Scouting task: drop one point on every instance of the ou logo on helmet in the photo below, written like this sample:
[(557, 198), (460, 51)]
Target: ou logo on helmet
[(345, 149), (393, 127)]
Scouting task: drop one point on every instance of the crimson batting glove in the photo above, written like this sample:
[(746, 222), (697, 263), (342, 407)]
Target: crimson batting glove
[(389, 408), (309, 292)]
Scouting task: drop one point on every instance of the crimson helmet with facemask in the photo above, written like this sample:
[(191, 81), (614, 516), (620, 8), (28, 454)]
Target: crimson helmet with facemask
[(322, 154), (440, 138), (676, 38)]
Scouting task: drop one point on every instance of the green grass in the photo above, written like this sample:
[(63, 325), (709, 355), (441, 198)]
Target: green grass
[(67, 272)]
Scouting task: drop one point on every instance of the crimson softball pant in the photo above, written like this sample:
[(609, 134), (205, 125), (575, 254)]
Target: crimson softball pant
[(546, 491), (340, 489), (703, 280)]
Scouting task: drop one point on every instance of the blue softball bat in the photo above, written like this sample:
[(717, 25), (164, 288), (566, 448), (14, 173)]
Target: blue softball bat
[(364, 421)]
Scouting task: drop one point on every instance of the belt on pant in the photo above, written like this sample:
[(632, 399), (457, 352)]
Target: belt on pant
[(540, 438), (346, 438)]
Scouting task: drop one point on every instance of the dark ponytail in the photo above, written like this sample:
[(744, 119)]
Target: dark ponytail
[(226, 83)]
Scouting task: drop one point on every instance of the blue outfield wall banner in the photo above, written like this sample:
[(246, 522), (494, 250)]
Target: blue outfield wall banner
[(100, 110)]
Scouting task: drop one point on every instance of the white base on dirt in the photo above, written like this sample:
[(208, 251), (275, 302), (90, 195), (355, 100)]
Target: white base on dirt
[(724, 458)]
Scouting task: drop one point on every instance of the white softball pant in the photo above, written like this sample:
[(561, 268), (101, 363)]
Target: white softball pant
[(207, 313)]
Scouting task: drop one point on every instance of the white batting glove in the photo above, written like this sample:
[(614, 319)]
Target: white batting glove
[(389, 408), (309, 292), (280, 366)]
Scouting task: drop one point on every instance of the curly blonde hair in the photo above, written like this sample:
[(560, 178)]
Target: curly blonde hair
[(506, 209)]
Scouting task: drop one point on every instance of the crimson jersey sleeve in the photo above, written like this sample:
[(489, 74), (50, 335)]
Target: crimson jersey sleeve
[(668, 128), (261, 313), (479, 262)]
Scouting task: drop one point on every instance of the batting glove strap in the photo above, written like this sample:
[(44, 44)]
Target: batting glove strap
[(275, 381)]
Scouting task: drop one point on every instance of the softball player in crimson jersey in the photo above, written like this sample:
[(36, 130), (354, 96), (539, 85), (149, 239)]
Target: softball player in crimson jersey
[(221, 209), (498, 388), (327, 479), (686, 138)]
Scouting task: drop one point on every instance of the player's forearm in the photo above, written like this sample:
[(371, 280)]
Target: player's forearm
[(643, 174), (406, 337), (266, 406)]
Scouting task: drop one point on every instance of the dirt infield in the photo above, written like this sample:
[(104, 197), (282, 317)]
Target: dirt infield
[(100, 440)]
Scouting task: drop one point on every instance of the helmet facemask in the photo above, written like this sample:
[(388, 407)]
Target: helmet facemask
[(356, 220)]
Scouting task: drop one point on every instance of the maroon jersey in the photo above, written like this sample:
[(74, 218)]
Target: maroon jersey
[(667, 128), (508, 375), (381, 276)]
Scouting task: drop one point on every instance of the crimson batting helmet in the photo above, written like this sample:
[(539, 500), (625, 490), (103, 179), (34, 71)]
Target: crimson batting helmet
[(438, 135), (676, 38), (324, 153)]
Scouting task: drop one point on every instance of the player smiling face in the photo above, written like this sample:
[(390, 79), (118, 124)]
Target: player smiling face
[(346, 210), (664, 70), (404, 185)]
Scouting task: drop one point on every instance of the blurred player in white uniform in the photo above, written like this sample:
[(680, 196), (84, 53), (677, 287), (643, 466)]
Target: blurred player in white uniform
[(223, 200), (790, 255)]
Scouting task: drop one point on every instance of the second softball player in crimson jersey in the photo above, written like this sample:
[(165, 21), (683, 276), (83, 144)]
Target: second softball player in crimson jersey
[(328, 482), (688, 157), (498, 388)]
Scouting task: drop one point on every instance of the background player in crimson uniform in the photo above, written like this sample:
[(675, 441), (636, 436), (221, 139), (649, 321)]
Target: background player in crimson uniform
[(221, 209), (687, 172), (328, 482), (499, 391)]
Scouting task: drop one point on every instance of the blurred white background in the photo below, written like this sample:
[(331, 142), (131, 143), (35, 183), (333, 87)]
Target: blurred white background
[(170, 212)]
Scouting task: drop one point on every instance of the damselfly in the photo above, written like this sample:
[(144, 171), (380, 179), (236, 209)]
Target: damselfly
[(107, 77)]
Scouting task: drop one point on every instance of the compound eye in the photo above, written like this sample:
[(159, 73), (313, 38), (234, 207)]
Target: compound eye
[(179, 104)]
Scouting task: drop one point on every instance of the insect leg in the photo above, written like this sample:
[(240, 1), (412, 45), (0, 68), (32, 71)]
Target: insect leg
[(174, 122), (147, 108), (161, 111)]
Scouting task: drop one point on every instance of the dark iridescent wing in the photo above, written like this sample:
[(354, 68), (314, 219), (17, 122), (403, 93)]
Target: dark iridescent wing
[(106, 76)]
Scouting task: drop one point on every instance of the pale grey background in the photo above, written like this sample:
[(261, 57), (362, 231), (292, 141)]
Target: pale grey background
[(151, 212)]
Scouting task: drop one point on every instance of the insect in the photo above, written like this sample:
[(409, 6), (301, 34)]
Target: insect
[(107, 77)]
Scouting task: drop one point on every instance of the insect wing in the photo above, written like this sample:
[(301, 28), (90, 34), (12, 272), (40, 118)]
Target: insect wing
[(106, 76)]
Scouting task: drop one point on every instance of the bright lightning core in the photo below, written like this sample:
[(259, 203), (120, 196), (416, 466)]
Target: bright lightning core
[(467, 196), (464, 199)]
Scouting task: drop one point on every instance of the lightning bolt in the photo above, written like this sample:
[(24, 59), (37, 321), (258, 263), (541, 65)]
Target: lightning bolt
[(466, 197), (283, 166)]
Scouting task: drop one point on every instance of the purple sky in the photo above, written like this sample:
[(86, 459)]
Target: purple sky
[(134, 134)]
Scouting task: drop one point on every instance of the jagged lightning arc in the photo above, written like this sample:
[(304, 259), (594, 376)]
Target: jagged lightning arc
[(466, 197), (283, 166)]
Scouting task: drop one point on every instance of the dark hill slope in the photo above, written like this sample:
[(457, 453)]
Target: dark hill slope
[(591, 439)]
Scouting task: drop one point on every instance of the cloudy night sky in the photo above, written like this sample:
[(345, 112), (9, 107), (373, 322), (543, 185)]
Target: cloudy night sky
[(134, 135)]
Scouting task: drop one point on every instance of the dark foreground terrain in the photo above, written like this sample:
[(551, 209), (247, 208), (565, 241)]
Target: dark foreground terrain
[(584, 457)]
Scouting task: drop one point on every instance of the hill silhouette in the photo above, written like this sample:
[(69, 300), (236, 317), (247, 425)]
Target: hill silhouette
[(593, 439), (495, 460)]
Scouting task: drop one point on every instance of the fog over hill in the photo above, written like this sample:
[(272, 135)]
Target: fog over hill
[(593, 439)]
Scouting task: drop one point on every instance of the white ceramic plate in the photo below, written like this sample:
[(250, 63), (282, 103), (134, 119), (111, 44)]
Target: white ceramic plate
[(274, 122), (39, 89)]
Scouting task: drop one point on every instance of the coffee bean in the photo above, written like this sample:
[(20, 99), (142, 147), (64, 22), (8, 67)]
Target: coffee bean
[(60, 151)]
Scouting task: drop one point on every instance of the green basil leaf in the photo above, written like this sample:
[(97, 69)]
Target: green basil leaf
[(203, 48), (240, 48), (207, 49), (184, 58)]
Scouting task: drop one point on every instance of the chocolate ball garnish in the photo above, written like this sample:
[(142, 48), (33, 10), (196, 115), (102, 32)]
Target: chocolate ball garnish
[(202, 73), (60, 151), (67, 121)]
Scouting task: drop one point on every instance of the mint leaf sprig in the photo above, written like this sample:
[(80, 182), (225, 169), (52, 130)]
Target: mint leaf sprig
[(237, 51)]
+ + + + +
- _TASK TO CARRY OUT_
Rewrite the data above from its first line through the line that contains "[(546, 491), (340, 489), (703, 280)]", swapping "Scouting task" for "Labeling task" and leaving everything else unchanged. Give only those lines.

- _RIGHT ANSWER_
Labeling task: drop one point on every instance of the ou logo on helmet in the photo below, written like this sample:
[(557, 198), (460, 51)]
Target: ou logo on helmet
[(345, 149), (393, 127)]
Labeling task: drop one point on every instance of the crimson batting glove in the photo above, written like this sample:
[(746, 222), (697, 263), (342, 407)]
Target: crimson batting glove
[(389, 408), (309, 292)]
Labeling task: drop one point on every instance of the crimson helmet with facemask in the photo above, written like this sample:
[(191, 81), (614, 516), (620, 8), (28, 454)]
Target: crimson helmet with facemask
[(322, 154), (440, 138), (676, 38)]
Labeling task: drop one point on every instance of the green grass in the photo above, written like this sample:
[(63, 325), (709, 355), (441, 198)]
Target: green grass
[(67, 272)]
Labeling task: drop one point on every instance of the crimson softball pant in the photo above, written like this sample:
[(609, 134), (205, 125), (575, 254)]
Target: crimson softball pant
[(546, 491), (340, 489), (703, 280)]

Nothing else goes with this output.